| Required action 1 |
Can you extract the passage on religion and adoption word for word, starting with "This toxic and" and going on through "bad church experience."?
| Required action 2 |
According to the passage on religion and adoption, what has the writer witnessed being set up to separate, divide and destroy people? List every one.

This toxic and disgusting article is precisely what I mean when I say we are wholeheartedly conditioned not to trust ourselves but put our trust in God and God alone. Little girls are growing up learning this turn into young ladies and women with a deep entrusting feeling not to trust themselves or how they feel. Even boys, growing up to be young men and men, are damaging on every level. So how am I supposed to believe in the bible when so much of it is oppressive? It’s simple; I have no argument for your scriptures because I no longer believe in them. I can’t believe in something I know to be harmful. See, it’s much more than my bad church experience.

Being adopted, the layers of being taught not to trust our feelings and intuition combined with being told how to feel about our adoption experience and our feelings are always the back seat to others in our lives, specifically our adoptive parents. We’re entirely silenced for many of us, and it’s no wonder so many adoptees have deep-rooted issues, rightfully so. As if relinquishment trauma isn’t enough, we’re placed in the middle of a complete mental mind fu*k left to navigate it all alone.

I have witnessed Adoption, Religion, Christianity, Church & Institutions set up to separate, divide and destroy people, and they are destructive in more than one way. So, no, I didn’t just have a bad church and adoption experience! I will be writing about that soon!

| Entries taken from a collection |
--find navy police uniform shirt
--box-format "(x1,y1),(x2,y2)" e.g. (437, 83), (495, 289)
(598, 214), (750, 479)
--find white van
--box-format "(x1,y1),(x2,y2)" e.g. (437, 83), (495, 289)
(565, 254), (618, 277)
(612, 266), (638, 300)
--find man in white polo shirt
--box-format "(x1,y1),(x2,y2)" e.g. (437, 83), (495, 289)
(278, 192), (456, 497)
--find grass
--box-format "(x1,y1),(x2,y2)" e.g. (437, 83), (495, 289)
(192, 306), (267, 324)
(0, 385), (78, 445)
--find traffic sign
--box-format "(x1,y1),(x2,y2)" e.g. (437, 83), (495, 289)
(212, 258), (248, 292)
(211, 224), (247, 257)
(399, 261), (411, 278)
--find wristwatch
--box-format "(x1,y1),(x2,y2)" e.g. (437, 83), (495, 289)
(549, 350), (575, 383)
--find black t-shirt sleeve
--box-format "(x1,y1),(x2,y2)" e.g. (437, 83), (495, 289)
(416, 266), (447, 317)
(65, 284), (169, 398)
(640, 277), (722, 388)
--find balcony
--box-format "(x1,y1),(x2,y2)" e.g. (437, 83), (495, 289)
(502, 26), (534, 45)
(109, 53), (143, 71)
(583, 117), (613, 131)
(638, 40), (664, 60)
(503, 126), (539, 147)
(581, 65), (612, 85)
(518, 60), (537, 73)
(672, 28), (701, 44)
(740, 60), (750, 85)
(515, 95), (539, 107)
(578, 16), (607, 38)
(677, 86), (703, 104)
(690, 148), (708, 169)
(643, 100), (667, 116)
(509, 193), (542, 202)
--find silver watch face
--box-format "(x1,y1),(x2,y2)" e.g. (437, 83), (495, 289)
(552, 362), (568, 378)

| Reply 1 |
This toxic and disgusting article is precisely what I mean when I say we are wholeheartedly conditioned not to trust ourselves but put our trust in God and God alone. Little girls are growing up learning this turn into young ladies and women with a deep entrusting feeling not to trust themselves or how they feel. Even boys, growing up to be young men and men, are damaging on every level. So how am I supposed to believe in the bible when so much of it is oppressive? It’s simple; I have no argument for your scriptures because I no longer believe in them. I can’t believe in something I know to be harmful. See, it’s much more than my bad church experience.

| Reply 2 |
Adoption, Religion, Christianity, Church, Institutions